→ **Texto para leitura**:
Autor da versão, Ruy Guerra diz que se ateve aos grandes temas do clássico do séc. 17, mas se permitiu "iconoclastias"

Com Edson Celulari no papel-título, espetáculo incorpora cordelistas, romeiros e brincantes ao imaginário quixotesco

LUCAS NEVES
DA REPORTAGEM LOCAL

Mais de 400 anos de andanças em defesa do ideal de justiça fizeram o fidalgo Dom Quixote deixar a La Mancha natal na distância e vir bater nestas terras. É no sertão nordestino, onde passa a atender pelo nome de Queixada, que o personagem de Miguel de Cervantes e seu escudeiro Sancho Pança perambulam em "Dom Quixote de Lugar Nenhum", espetáculo com Edson Celulari no papel-título que estréia em São Paulo hoje, depois de passar por Salvador, Natal e Recife.
Quem traz a dupla para peregrinar na caatinga é Ruy Guerra, 76, autor da adaptação do clássico medieval. Em pleno agreste, os desvarios se mantêm: Quixote busca tanto um dragão que o permita provar sua valentia quanto a amada Dulcinéia -mais uma fabulação de seu inconsciente.
O cenário nordestino, entretanto, convida a algumas liberdades poéticas. É por isso que cruzam o caminho dos cavaleiros retirantes, romeiros, brincantes e cordelistas. Também há citações aos ritmos da região, como frevo, xote e maracatu, que dão ao espetáculo ares de comédia musicada.

→ **Dados fornecidos**:
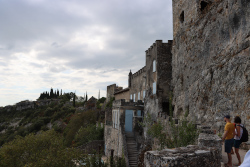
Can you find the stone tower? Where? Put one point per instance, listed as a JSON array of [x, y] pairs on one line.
[[210, 61]]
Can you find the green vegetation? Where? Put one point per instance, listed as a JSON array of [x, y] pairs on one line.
[[43, 149], [49, 135]]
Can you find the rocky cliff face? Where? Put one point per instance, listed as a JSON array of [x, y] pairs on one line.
[[211, 60]]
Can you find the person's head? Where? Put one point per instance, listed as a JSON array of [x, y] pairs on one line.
[[237, 120], [227, 118]]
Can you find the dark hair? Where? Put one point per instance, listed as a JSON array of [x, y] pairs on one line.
[[237, 119]]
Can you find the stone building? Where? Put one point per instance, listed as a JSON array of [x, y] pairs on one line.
[[122, 119], [204, 72], [148, 89], [211, 64]]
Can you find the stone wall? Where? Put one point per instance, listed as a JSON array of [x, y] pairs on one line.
[[95, 146], [211, 64], [113, 141], [138, 84], [123, 94], [110, 91], [206, 154], [190, 156]]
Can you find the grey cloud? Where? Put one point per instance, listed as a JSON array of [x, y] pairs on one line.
[[127, 28]]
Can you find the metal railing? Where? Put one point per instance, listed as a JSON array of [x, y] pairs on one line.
[[125, 150]]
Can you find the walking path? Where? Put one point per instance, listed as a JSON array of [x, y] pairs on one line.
[[235, 160]]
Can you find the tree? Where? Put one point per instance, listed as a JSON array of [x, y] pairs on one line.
[[44, 149], [51, 93], [86, 99]]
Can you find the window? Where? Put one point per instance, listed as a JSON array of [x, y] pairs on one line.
[[115, 118], [182, 17], [154, 88], [154, 66], [139, 113]]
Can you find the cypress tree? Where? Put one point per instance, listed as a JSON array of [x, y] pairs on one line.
[[86, 99], [51, 93], [74, 100]]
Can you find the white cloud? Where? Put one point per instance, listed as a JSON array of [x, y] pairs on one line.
[[75, 45]]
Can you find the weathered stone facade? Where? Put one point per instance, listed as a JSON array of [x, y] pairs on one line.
[[206, 154], [114, 130], [211, 62]]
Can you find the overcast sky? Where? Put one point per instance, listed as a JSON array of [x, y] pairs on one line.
[[75, 45]]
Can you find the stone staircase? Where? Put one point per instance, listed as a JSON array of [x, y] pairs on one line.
[[132, 150]]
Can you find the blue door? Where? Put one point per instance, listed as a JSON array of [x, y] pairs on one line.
[[129, 120]]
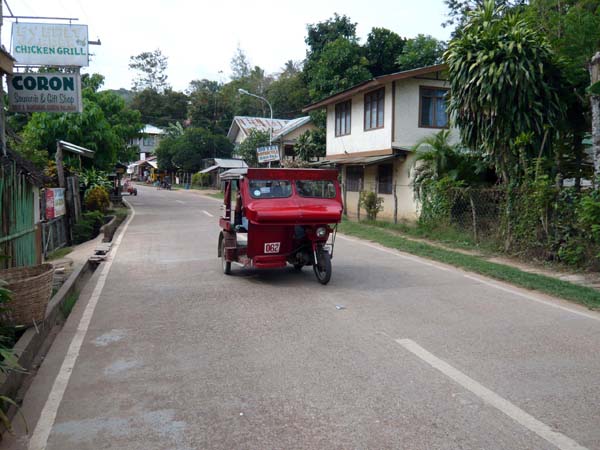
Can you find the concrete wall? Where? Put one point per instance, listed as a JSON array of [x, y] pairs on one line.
[[360, 140], [407, 207], [407, 131]]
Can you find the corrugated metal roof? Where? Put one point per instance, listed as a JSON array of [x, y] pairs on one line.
[[245, 124], [291, 126], [357, 160], [230, 163]]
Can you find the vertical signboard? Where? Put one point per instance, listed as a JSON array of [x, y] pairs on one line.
[[55, 203], [50, 44], [48, 92]]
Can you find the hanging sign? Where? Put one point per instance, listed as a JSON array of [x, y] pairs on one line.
[[49, 92], [55, 203], [50, 44], [268, 153]]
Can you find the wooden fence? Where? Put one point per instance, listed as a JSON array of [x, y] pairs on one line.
[[18, 232]]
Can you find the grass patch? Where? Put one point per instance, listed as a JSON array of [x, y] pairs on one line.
[[59, 253], [446, 235], [68, 304], [558, 288]]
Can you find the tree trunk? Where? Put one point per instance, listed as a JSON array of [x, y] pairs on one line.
[[595, 102]]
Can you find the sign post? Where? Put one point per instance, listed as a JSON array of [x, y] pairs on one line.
[[267, 154]]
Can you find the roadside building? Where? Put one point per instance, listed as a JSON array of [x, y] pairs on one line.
[[285, 131], [372, 129]]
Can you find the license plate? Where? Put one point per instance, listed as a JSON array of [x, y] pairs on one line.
[[272, 247]]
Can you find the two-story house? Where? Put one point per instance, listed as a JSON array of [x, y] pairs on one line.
[[372, 129]]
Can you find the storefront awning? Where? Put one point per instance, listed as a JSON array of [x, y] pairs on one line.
[[357, 160]]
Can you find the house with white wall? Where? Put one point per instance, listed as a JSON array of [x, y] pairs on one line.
[[372, 129], [285, 131]]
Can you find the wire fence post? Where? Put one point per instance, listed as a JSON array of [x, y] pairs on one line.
[[395, 203], [360, 187]]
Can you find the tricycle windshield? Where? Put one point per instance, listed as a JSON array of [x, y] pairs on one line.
[[316, 188], [270, 188]]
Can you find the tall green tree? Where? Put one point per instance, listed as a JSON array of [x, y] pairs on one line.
[[459, 10], [240, 66], [208, 107], [106, 125], [334, 58], [382, 49], [504, 85], [247, 149], [288, 93], [151, 68], [421, 51], [161, 108]]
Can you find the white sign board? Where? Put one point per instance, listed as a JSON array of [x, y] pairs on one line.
[[48, 92], [268, 153], [50, 44]]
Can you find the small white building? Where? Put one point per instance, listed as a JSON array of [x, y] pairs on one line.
[[373, 127], [148, 141], [285, 131]]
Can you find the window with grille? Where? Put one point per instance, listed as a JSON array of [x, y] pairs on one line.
[[385, 178], [354, 178], [374, 107], [343, 118], [432, 110]]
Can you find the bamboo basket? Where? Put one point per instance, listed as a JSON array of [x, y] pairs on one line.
[[31, 287]]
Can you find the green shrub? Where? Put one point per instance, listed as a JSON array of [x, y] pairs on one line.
[[371, 203], [96, 199], [88, 227]]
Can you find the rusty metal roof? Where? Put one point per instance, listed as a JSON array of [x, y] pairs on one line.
[[245, 124]]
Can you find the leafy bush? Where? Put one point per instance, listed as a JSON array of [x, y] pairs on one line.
[[96, 199], [371, 203], [88, 227], [200, 179]]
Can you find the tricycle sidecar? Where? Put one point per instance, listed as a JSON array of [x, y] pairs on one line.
[[275, 217]]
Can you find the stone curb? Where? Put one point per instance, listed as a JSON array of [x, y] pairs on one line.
[[34, 338]]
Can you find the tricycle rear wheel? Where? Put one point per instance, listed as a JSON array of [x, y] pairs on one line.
[[322, 266], [226, 264]]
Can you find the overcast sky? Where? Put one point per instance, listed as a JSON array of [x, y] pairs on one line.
[[200, 37]]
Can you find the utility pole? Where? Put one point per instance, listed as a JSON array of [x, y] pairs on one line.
[[595, 101]]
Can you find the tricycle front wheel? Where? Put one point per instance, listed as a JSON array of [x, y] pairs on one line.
[[322, 266], [226, 264]]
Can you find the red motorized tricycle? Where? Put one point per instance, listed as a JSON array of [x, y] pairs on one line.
[[280, 216]]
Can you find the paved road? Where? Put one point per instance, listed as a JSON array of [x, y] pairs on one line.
[[178, 356]]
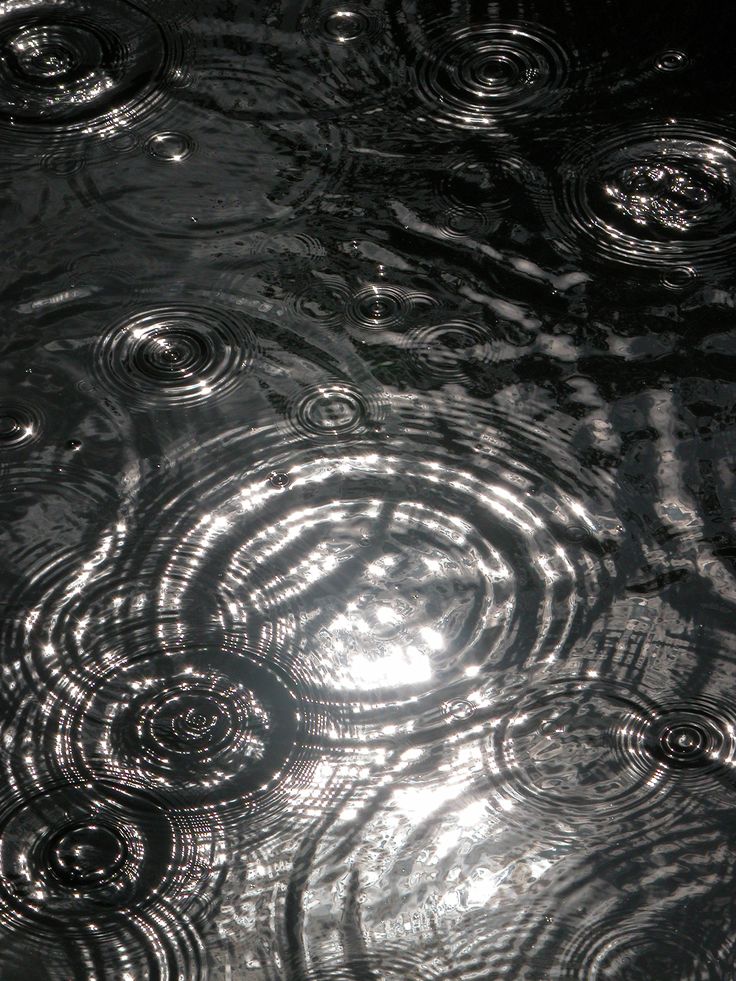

→ **Detalhes da tarefa**: Reproduza fielmente o trecho da reportagem sobre a peça, começando nas palavras "Quem traz a" e parando depois de "de seu inconsciente.".

→ **Resposta**:
Quem traz a dupla para peregrinar na caatinga é Ruy Guerra, 76, autor da adaptação do clássico medieval. Em pleno agreste, os desvarios se mantêm: Quixote busca tanto um dragão que o permita provar sua valentia quanto a amada Dulcinéia -mais uma fabulação de seu inconsciente.